* **Boundary annotation entries**
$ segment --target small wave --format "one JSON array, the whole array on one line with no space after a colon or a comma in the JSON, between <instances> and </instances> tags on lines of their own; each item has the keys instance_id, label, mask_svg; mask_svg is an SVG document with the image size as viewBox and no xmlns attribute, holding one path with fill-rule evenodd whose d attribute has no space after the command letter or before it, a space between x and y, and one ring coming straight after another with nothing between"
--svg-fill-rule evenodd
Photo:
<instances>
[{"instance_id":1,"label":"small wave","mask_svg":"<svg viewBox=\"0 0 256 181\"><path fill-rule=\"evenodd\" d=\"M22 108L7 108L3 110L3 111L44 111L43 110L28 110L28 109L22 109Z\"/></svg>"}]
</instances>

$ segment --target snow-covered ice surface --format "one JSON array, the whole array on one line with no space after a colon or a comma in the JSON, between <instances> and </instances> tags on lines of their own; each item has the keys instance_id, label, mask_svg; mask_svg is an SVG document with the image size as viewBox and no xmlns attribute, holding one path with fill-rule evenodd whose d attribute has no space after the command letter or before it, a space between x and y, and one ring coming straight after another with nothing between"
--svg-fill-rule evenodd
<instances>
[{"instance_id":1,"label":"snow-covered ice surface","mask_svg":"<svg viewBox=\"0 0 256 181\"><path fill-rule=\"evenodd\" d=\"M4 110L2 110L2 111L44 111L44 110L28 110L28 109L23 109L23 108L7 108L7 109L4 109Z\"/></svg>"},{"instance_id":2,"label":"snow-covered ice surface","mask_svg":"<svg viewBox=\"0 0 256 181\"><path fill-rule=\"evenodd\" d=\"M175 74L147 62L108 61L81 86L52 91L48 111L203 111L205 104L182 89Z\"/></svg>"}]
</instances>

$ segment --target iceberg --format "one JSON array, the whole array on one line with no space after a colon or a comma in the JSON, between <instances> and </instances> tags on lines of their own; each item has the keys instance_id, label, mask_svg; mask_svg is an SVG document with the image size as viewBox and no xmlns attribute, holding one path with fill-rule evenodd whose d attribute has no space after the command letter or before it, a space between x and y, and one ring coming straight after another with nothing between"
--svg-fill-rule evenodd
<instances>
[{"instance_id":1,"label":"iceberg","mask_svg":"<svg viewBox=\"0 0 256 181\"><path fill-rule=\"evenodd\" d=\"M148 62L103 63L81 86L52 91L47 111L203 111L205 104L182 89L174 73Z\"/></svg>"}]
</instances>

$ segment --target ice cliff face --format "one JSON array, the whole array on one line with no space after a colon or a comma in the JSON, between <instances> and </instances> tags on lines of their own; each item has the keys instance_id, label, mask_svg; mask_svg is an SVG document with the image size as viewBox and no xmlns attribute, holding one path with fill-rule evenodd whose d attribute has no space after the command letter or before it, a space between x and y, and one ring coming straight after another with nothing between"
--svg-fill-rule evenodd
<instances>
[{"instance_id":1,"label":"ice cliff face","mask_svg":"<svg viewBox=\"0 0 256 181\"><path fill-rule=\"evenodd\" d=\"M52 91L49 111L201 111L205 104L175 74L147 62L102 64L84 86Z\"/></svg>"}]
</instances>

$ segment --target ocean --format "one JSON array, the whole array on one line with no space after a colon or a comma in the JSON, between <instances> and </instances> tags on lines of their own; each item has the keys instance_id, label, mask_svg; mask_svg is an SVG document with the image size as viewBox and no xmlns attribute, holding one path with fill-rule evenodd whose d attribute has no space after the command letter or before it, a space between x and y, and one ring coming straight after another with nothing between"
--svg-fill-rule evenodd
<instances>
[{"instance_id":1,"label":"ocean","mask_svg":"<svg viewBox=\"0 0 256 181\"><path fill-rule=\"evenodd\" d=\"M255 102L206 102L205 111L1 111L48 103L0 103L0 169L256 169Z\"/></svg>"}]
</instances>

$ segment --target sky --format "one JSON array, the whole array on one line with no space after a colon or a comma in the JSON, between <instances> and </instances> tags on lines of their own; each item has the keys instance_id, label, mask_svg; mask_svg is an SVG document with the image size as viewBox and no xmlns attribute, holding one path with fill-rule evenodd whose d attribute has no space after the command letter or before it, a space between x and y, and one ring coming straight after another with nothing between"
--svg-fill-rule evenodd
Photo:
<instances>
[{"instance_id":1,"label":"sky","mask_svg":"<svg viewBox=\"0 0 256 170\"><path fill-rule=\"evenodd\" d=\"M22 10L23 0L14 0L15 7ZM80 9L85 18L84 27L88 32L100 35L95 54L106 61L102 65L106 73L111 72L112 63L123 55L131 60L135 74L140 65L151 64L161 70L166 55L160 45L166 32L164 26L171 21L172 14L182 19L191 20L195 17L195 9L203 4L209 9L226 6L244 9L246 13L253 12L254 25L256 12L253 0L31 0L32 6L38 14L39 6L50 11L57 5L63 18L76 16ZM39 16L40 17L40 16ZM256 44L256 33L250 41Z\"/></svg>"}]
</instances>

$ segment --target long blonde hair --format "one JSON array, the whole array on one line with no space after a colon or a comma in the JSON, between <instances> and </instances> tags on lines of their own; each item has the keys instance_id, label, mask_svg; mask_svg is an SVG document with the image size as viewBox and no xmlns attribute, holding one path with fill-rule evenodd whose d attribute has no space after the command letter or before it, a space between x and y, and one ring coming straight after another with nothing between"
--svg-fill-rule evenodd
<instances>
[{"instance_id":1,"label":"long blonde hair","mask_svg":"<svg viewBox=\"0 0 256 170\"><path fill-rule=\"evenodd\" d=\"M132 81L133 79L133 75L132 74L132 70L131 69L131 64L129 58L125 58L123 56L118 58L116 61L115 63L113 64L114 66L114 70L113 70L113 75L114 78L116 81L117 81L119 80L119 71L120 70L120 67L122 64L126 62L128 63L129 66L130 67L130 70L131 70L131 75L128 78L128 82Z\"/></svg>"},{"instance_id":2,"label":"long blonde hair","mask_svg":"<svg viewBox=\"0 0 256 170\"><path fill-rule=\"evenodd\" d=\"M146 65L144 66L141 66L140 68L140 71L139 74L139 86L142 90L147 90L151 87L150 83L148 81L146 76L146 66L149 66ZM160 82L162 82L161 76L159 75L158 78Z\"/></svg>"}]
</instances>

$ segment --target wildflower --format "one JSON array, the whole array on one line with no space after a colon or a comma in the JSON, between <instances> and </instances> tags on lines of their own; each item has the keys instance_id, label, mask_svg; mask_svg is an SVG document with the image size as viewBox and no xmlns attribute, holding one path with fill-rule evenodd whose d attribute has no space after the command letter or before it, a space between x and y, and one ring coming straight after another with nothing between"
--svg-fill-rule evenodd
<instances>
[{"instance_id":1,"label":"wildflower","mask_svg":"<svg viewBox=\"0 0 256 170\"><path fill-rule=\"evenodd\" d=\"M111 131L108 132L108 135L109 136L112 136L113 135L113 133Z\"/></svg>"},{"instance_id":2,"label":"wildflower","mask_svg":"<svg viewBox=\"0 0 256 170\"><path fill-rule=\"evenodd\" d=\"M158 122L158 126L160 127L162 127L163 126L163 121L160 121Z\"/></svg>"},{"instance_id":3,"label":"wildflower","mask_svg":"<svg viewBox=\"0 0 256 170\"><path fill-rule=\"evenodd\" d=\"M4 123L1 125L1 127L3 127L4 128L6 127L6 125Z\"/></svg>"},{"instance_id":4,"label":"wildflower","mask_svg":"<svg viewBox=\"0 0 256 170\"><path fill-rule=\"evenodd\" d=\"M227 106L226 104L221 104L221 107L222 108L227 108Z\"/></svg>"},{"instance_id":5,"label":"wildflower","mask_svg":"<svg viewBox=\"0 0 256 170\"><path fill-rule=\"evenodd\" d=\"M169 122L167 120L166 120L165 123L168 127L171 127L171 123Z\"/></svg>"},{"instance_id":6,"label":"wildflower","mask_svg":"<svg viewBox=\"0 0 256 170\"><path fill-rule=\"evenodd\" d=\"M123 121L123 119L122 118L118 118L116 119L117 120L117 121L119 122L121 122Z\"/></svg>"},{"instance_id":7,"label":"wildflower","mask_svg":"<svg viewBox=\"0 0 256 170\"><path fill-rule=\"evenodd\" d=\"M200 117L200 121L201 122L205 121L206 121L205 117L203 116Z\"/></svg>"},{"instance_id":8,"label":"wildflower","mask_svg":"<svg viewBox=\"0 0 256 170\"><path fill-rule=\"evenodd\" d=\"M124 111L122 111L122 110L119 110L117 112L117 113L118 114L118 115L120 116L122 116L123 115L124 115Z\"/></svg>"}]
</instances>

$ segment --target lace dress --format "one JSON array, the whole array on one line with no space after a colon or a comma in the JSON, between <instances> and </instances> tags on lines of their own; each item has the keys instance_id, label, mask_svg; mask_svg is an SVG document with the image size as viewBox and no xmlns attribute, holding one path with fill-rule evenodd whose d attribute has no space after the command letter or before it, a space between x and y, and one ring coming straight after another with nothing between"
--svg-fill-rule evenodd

* **Your task**
Extract verbatim every line from the one containing "segment --target lace" through the final line of the entries, including both.

* **Worked answer**
$ segment --target lace dress --format "one JSON array, the whole array on one line with no space after a colon or a comma in the JSON, between <instances> and </instances> tags on lines of their own; each item has the keys instance_id, label, mask_svg; mask_svg is an SVG document with the image size as viewBox and no xmlns attribute, holding one path with fill-rule evenodd whose d attribute has no space after the command letter or before it, a space between x and y, and one ring coming straight after another with nothing between"
--svg-fill-rule evenodd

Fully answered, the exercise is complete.